[Provided text]:
With a Nigerian father who had trained as a lawyer and a Barbadian mother, Siffre and family were able to move to a safer part of the city and escape the bricks and rocks, bloodied heads and broken glass, of those infamous street battles.
The subject of a fascinating new BBC documentary in the lauded Imagine series – it is subtitled This Is My Song, referencing an early composing success – Siffre emerged as a working blues and jazz guitarist in the 1960s and, by the early 1970s, had his first run of high-profile singles and TV appearances.
Today, at 76, he self-describes as ‘an atheist, homosexual, black artist’, an individual who was turned against religion by his private Catholic education, a man who enjoyed a near 50 year relationship with his same-sex partner and a performer of colour who continues to express his hard-held identity politics through a deep and sensitive creativity.
In 1972, a whole half a century ago, he was on tour and recalls an extraordinary evening when both he and David Bowie arrived in the northern English city of Sheffield concurrently, each playing gigs, as was the Scottish pop soul singer Lulu.
Siffre recalls how Bowie, performing his Spiders from Mars concerts, was staying in the city’s Hallam Hotel: ‘I was on the middle floor, Lulu was down below and David was at the top, and I got a call and it was David. He said, “I’ve heard you’re in. Come on up. Let’s have tea".’
He adds, “I’ve got a finished song, I’ve got the lyrics, and it was great and I’m pleased with it and then there’s the business of there’s always something that can be done. We sat on the floor with tea and biscuits and we did cut-ups!’
While it was never made clear if Siffre ever took a concrete lesson from the encounter and used the technique in that song or future songs, it is intriguing that Bowie, who had become fascinated by the theory of cut-up as a result of his interest in William S Burroughs’ radical approach and would apply it in his early 1970s lyric work, was generous enough to share his innovative rock writing concept with another musician.

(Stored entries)
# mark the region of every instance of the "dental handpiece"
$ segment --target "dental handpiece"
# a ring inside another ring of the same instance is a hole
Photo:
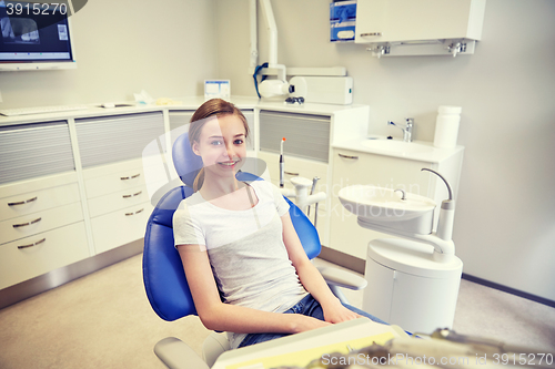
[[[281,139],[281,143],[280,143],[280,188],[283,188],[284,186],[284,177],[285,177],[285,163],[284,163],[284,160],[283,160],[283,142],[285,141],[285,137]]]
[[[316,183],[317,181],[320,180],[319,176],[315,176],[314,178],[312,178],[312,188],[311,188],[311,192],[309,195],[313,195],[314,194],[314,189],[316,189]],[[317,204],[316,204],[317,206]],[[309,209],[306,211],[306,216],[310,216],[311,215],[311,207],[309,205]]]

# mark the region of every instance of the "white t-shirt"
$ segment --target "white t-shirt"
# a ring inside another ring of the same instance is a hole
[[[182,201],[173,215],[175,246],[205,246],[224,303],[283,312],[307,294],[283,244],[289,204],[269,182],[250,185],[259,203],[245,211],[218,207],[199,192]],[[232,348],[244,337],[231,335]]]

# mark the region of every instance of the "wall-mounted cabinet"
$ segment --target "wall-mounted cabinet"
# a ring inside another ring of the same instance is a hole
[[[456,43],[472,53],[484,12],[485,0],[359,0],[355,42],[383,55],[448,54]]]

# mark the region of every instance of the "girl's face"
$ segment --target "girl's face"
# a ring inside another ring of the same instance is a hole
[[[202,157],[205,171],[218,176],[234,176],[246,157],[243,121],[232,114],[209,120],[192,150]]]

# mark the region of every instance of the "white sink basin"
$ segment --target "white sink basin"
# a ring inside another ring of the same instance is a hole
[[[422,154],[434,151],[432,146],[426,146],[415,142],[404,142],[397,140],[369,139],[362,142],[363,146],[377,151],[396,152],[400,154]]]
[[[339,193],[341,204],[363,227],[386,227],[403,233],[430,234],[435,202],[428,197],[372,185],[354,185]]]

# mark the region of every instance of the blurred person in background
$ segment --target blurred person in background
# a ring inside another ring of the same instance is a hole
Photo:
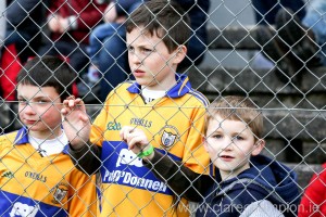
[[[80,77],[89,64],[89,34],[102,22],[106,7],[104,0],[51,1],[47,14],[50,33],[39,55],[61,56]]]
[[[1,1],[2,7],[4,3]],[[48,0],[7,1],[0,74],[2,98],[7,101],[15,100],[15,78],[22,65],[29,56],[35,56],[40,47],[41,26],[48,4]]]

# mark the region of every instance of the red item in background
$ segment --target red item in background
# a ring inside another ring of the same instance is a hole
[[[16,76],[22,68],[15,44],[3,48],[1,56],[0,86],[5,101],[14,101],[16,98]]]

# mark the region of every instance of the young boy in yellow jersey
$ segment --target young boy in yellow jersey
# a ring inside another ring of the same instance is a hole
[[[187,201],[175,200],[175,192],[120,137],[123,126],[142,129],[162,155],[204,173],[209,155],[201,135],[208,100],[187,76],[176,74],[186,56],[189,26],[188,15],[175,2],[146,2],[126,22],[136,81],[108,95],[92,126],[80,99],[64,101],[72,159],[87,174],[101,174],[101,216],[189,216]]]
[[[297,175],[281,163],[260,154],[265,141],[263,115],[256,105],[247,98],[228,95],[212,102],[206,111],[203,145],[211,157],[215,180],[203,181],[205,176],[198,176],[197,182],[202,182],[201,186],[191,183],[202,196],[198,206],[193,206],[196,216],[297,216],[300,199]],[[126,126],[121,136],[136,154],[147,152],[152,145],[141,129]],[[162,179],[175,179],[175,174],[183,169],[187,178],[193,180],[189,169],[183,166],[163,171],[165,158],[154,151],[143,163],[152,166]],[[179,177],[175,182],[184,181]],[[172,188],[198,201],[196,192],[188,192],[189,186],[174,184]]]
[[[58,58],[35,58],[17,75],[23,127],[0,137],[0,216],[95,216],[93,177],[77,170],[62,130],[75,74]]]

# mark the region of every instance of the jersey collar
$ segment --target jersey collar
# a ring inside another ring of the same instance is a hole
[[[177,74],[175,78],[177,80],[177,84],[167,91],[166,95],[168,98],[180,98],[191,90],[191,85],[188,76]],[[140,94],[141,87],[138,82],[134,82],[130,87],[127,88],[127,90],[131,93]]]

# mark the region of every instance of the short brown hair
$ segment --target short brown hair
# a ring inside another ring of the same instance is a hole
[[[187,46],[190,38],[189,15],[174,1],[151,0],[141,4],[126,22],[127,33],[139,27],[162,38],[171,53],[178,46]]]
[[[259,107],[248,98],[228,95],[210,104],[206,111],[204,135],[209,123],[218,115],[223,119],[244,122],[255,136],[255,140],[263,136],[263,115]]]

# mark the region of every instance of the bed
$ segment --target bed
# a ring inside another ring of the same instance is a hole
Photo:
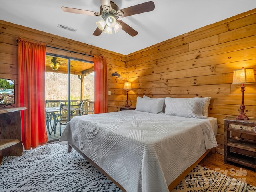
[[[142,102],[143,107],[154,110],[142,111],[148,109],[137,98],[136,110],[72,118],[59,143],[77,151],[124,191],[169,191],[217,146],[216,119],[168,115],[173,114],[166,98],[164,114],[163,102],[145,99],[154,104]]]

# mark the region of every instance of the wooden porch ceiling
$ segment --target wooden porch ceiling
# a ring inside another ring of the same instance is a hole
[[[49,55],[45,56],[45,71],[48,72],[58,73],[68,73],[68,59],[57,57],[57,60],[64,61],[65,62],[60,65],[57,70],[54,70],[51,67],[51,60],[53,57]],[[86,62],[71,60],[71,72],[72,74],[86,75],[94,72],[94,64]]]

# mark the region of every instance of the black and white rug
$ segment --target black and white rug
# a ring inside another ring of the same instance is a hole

[What needs to be done]:
According to the passage about Siffre, in which hotel was David Bowie staying during his concerts in Sheffield? The entries have no connection to the passage about Siffre.

[Task response]:
The Hallam Hotel.